# [BRIEF]
Find the line containing "Quality check round. The original labels for baseball" in the entries; transcribe it and all remaining lines through the end, exactly as they appear, but not the pictures.

# [INFORMATION PROVIDED]
--- Begin ---
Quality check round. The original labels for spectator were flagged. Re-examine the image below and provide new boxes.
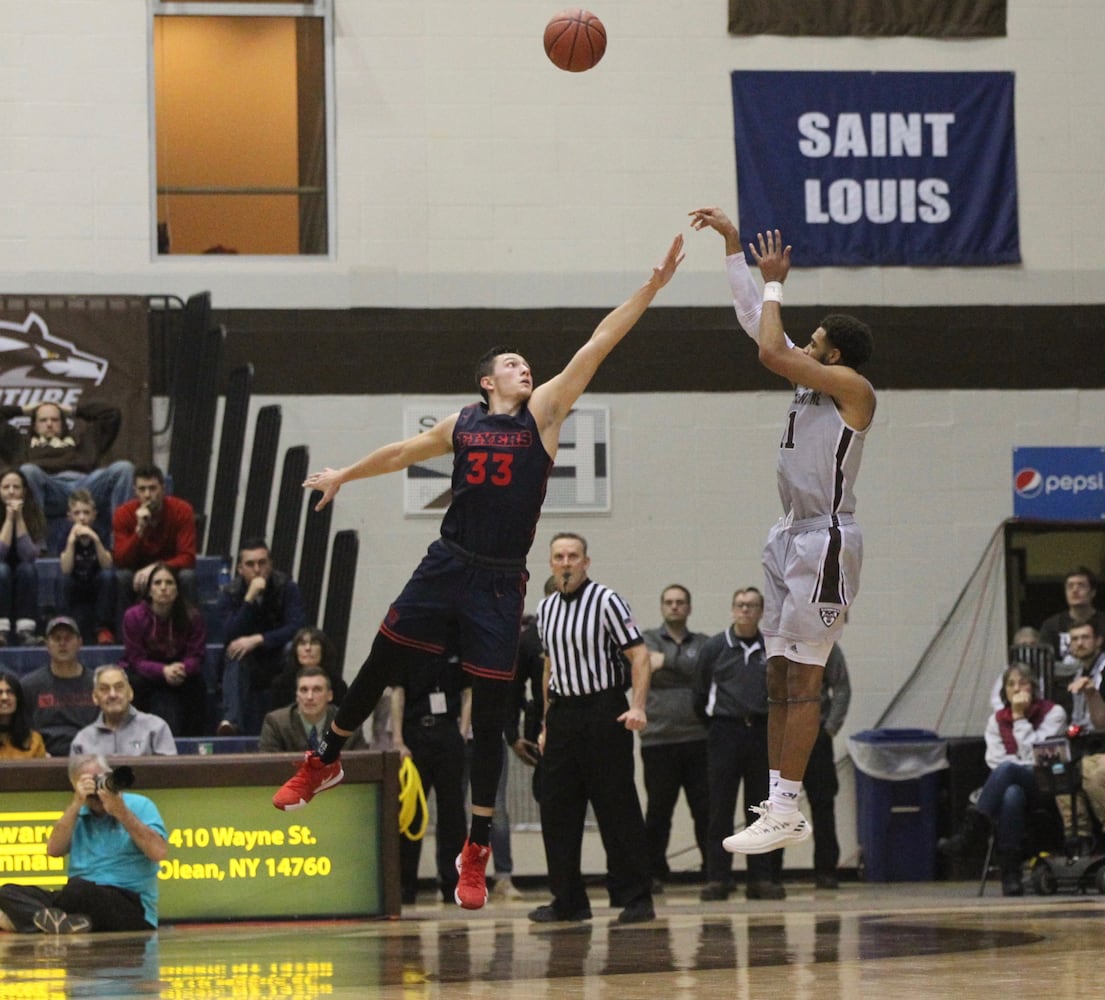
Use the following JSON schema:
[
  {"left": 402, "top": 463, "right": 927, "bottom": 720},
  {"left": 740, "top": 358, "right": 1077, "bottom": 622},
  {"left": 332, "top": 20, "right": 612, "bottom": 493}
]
[
  {"left": 641, "top": 583, "right": 709, "bottom": 893},
  {"left": 23, "top": 614, "right": 96, "bottom": 757},
  {"left": 57, "top": 490, "right": 115, "bottom": 645},
  {"left": 0, "top": 756, "right": 168, "bottom": 934},
  {"left": 393, "top": 653, "right": 472, "bottom": 904},
  {"left": 215, "top": 538, "right": 307, "bottom": 736},
  {"left": 802, "top": 642, "right": 852, "bottom": 890},
  {"left": 257, "top": 666, "right": 367, "bottom": 754},
  {"left": 70, "top": 663, "right": 177, "bottom": 757},
  {"left": 990, "top": 625, "right": 1055, "bottom": 712},
  {"left": 1059, "top": 619, "right": 1105, "bottom": 838},
  {"left": 529, "top": 531, "right": 656, "bottom": 924},
  {"left": 1040, "top": 566, "right": 1105, "bottom": 662},
  {"left": 937, "top": 663, "right": 1066, "bottom": 896},
  {"left": 269, "top": 625, "right": 349, "bottom": 708},
  {"left": 0, "top": 469, "right": 46, "bottom": 646},
  {"left": 0, "top": 402, "right": 134, "bottom": 552},
  {"left": 0, "top": 671, "right": 46, "bottom": 760},
  {"left": 695, "top": 587, "right": 787, "bottom": 903},
  {"left": 123, "top": 562, "right": 207, "bottom": 736},
  {"left": 112, "top": 465, "right": 197, "bottom": 615}
]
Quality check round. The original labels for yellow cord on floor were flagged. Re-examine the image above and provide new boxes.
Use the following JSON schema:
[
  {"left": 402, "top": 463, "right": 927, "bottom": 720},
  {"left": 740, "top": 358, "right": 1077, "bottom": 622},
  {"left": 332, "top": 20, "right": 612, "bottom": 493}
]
[{"left": 399, "top": 757, "right": 429, "bottom": 840}]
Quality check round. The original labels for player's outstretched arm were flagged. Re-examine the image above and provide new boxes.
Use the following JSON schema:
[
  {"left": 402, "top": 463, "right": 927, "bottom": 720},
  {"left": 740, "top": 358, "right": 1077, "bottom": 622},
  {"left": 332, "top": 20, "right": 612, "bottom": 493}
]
[
  {"left": 688, "top": 208, "right": 760, "bottom": 344},
  {"left": 748, "top": 230, "right": 875, "bottom": 430},
  {"left": 687, "top": 208, "right": 744, "bottom": 256},
  {"left": 303, "top": 413, "right": 460, "bottom": 510},
  {"left": 529, "top": 235, "right": 684, "bottom": 430}
]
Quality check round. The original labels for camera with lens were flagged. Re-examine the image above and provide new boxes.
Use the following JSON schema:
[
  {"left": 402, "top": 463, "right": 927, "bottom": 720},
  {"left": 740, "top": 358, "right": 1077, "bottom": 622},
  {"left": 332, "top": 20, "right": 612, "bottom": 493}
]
[{"left": 96, "top": 764, "right": 135, "bottom": 794}]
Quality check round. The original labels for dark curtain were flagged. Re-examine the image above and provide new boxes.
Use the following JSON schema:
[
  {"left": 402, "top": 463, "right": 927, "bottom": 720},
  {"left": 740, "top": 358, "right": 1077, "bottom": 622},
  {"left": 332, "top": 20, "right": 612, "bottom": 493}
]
[{"left": 729, "top": 0, "right": 1006, "bottom": 39}]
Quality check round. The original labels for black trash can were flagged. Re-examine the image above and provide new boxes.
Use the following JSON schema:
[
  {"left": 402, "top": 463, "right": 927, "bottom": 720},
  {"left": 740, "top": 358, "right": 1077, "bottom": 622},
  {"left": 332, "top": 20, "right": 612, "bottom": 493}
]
[{"left": 848, "top": 729, "right": 948, "bottom": 882}]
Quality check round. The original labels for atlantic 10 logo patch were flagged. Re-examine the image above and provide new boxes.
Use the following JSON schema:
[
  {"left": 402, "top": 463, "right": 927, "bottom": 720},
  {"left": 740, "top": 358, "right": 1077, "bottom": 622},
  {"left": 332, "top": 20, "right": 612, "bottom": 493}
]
[{"left": 1013, "top": 469, "right": 1043, "bottom": 499}]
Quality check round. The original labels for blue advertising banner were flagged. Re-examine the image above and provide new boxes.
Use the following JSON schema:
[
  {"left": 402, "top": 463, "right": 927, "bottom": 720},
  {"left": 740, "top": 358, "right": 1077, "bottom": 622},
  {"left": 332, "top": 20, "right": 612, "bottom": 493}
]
[
  {"left": 1013, "top": 448, "right": 1105, "bottom": 520},
  {"left": 733, "top": 71, "right": 1021, "bottom": 266}
]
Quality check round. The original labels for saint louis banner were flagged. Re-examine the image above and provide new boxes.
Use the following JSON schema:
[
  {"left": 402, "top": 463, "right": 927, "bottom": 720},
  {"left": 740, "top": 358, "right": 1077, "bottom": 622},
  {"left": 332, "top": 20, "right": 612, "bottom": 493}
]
[{"left": 733, "top": 71, "right": 1021, "bottom": 266}]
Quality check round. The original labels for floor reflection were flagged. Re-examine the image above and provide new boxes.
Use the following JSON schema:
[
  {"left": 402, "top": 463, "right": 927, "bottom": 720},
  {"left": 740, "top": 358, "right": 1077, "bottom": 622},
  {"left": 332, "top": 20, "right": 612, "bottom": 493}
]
[{"left": 0, "top": 899, "right": 1105, "bottom": 1000}]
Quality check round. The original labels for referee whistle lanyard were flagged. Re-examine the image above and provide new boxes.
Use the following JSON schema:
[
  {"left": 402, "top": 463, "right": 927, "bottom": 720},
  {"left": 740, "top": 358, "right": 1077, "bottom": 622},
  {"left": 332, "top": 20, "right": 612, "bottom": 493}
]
[{"left": 399, "top": 757, "right": 429, "bottom": 840}]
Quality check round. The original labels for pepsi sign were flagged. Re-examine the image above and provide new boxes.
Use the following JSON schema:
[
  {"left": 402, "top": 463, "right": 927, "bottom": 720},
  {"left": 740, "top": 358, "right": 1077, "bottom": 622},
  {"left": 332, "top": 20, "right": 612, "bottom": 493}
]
[{"left": 1013, "top": 448, "right": 1105, "bottom": 520}]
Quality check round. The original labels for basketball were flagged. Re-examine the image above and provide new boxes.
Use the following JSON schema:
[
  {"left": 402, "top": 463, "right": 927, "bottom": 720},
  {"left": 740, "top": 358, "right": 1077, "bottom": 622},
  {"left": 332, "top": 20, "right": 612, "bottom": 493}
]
[{"left": 545, "top": 7, "right": 607, "bottom": 73}]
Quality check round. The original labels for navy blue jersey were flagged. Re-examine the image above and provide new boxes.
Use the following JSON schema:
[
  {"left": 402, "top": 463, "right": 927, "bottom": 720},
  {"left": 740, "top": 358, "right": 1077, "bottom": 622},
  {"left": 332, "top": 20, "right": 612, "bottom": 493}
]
[{"left": 441, "top": 403, "right": 553, "bottom": 561}]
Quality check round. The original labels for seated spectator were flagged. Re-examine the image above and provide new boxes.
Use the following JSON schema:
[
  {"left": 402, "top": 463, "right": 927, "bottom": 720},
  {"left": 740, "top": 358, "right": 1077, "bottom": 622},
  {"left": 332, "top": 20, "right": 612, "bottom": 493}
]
[
  {"left": 0, "top": 402, "right": 134, "bottom": 552},
  {"left": 0, "top": 756, "right": 168, "bottom": 934},
  {"left": 70, "top": 663, "right": 177, "bottom": 757},
  {"left": 1040, "top": 566, "right": 1105, "bottom": 663},
  {"left": 990, "top": 625, "right": 1051, "bottom": 712},
  {"left": 23, "top": 614, "right": 97, "bottom": 757},
  {"left": 112, "top": 465, "right": 197, "bottom": 615},
  {"left": 0, "top": 469, "right": 46, "bottom": 646},
  {"left": 257, "top": 666, "right": 368, "bottom": 754},
  {"left": 123, "top": 562, "right": 207, "bottom": 736},
  {"left": 937, "top": 663, "right": 1066, "bottom": 896},
  {"left": 0, "top": 671, "right": 46, "bottom": 760},
  {"left": 215, "top": 538, "right": 307, "bottom": 736},
  {"left": 57, "top": 490, "right": 115, "bottom": 645},
  {"left": 269, "top": 625, "right": 349, "bottom": 708}
]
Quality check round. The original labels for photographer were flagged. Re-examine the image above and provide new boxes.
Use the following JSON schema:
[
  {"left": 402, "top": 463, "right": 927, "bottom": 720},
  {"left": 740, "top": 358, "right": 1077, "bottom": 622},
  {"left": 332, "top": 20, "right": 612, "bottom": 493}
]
[{"left": 0, "top": 755, "right": 168, "bottom": 934}]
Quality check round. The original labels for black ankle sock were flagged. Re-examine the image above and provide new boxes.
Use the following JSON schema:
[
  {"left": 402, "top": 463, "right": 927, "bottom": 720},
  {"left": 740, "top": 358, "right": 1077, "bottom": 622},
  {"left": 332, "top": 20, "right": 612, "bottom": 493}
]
[
  {"left": 318, "top": 726, "right": 349, "bottom": 764},
  {"left": 469, "top": 813, "right": 491, "bottom": 848}
]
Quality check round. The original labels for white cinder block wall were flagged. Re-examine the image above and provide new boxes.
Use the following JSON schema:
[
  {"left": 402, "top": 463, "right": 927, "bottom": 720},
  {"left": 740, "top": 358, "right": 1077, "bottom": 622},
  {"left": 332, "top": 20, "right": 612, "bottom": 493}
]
[{"left": 8, "top": 0, "right": 1105, "bottom": 873}]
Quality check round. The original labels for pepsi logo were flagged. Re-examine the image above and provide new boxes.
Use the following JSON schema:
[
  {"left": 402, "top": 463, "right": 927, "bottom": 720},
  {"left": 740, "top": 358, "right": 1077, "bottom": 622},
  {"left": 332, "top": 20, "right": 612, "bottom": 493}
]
[{"left": 1013, "top": 469, "right": 1043, "bottom": 499}]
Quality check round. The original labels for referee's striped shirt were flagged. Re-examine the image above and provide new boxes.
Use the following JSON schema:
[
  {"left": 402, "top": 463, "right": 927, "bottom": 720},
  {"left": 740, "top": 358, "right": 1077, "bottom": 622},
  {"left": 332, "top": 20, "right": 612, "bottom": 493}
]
[{"left": 537, "top": 580, "right": 643, "bottom": 697}]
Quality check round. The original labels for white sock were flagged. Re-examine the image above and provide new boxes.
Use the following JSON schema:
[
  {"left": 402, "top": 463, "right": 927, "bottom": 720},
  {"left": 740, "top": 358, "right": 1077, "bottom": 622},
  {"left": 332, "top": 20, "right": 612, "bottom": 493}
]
[{"left": 771, "top": 778, "right": 802, "bottom": 815}]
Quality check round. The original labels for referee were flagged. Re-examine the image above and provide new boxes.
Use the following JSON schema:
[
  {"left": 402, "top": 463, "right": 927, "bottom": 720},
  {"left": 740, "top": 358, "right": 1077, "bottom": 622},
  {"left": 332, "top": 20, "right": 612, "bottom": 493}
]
[{"left": 529, "top": 531, "right": 656, "bottom": 924}]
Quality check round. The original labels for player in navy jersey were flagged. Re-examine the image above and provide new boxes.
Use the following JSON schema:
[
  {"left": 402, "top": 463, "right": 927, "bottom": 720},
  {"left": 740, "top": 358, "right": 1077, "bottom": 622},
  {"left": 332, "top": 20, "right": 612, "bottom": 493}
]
[
  {"left": 273, "top": 236, "right": 683, "bottom": 909},
  {"left": 691, "top": 208, "right": 875, "bottom": 854}
]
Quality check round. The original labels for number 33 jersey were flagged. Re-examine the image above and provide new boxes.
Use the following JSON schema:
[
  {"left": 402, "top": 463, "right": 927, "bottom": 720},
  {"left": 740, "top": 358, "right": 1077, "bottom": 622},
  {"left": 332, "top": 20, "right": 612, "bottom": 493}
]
[{"left": 441, "top": 403, "right": 553, "bottom": 561}]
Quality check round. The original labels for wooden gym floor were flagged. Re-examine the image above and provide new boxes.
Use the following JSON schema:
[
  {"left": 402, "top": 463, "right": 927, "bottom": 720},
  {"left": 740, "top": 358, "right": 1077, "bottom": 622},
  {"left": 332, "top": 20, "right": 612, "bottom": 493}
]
[{"left": 0, "top": 882, "right": 1105, "bottom": 1000}]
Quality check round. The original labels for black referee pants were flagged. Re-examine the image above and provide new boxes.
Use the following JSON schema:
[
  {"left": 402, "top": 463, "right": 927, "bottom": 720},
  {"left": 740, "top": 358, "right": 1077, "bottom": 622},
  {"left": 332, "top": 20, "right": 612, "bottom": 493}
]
[
  {"left": 802, "top": 726, "right": 840, "bottom": 875},
  {"left": 706, "top": 716, "right": 782, "bottom": 883},
  {"left": 540, "top": 690, "right": 652, "bottom": 917}
]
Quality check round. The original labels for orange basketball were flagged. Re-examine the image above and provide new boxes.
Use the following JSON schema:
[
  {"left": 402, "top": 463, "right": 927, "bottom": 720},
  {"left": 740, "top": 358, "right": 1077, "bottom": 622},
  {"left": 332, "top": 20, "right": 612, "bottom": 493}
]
[{"left": 545, "top": 7, "right": 607, "bottom": 73}]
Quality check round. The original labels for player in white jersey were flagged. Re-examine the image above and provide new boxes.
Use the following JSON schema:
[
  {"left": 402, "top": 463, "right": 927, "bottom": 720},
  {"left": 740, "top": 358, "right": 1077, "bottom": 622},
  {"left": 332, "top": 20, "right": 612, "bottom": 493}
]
[{"left": 691, "top": 208, "right": 875, "bottom": 854}]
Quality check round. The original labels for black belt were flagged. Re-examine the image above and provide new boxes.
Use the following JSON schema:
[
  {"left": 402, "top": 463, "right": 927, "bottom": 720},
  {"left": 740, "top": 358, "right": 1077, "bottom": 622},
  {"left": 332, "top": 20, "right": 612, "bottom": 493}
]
[
  {"left": 441, "top": 538, "right": 526, "bottom": 572},
  {"left": 549, "top": 687, "right": 625, "bottom": 705},
  {"left": 714, "top": 712, "right": 767, "bottom": 728}
]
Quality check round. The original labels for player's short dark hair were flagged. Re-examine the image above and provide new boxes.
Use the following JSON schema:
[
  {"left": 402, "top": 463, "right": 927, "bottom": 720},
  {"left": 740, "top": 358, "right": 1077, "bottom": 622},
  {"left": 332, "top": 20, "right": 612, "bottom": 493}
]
[
  {"left": 820, "top": 313, "right": 874, "bottom": 369},
  {"left": 476, "top": 344, "right": 518, "bottom": 402},
  {"left": 135, "top": 465, "right": 165, "bottom": 486},
  {"left": 1063, "top": 566, "right": 1097, "bottom": 590}
]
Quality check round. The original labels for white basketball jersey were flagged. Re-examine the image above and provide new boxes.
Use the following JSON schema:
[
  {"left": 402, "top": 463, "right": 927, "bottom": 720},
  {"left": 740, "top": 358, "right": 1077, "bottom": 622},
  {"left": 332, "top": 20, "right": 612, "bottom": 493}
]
[{"left": 777, "top": 386, "right": 866, "bottom": 520}]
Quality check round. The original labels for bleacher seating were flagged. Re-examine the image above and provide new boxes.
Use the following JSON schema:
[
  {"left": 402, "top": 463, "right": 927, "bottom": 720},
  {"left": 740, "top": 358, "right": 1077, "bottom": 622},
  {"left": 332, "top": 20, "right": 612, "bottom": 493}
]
[
  {"left": 176, "top": 736, "right": 261, "bottom": 754},
  {"left": 0, "top": 642, "right": 222, "bottom": 676},
  {"left": 34, "top": 556, "right": 224, "bottom": 623}
]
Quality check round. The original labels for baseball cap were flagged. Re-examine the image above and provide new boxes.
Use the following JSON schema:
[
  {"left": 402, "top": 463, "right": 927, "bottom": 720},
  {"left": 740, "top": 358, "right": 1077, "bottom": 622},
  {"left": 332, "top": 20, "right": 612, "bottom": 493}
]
[{"left": 44, "top": 614, "right": 81, "bottom": 635}]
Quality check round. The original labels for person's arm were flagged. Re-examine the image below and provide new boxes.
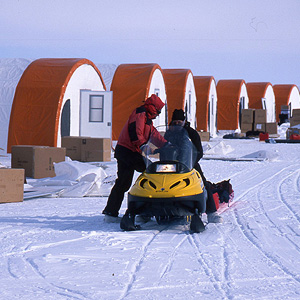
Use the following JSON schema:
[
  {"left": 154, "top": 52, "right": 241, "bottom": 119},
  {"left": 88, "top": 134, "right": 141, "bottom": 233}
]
--- End ---
# [SOLUTION]
Quality check round. The original labels for baseball cap were flagged. Re-examine the image above and provide new boxes.
Use the following JSON schema:
[
  {"left": 402, "top": 463, "right": 927, "bottom": 720},
  {"left": 740, "top": 358, "right": 1077, "bottom": 622},
  {"left": 332, "top": 20, "right": 612, "bottom": 493}
]
[{"left": 44, "top": 614, "right": 81, "bottom": 635}]
Quality check round. The original labels for person's arm were flagged. Re-examine the image below and provide new boxes.
Use the following JSON schema:
[
  {"left": 154, "top": 52, "right": 241, "bottom": 119},
  {"left": 88, "top": 134, "right": 141, "bottom": 233}
]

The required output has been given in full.